# Exercise instructions
No record may be omitted; give all of them again exactly.

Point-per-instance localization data

<<<<

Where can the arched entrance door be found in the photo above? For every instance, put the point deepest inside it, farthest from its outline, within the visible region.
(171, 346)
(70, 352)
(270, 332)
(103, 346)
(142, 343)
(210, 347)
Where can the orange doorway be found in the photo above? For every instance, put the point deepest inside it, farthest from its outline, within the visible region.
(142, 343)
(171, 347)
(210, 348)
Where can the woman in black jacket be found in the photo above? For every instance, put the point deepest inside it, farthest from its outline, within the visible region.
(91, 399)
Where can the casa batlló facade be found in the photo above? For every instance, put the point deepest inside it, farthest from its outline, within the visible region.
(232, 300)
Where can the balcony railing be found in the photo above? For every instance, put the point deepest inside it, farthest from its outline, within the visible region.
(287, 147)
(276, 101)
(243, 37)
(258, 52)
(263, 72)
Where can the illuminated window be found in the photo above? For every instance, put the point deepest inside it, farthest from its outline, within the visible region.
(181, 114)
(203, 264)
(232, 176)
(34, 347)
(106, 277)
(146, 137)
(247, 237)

>>>>

# Completed task
Where can the arched entrance door be found in the photo above? For every instance, put the point deepest inside it, farthest from its outline, within the visible region.
(171, 346)
(70, 352)
(270, 332)
(103, 346)
(142, 343)
(210, 347)
Where can the orange doorway be found in the photo above? For every instance, put the point deepest inside it, farthest from its outline, within the visible region.
(142, 343)
(171, 347)
(210, 348)
Where can the woman in black jacket be found in the photo above? For every instance, put the point deepest inside it, farthest from its outline, within the visible region.
(91, 399)
Where can the casa batlló facade be found in the photo above? For every instance, put the point deepest inside it, farthest from its outline, within the visible region.
(232, 300)
Where can the balcony railing be found in the photo above? For every instance, put the point deepest inside it, farthest from its outline, within the visible region.
(287, 147)
(276, 101)
(243, 37)
(258, 52)
(263, 72)
Where can the illuminated window be found in the photo above? For every instance, put the point deepest inside it, farthest from its outline, within the visible region.
(181, 114)
(203, 264)
(232, 176)
(34, 347)
(106, 277)
(146, 137)
(247, 237)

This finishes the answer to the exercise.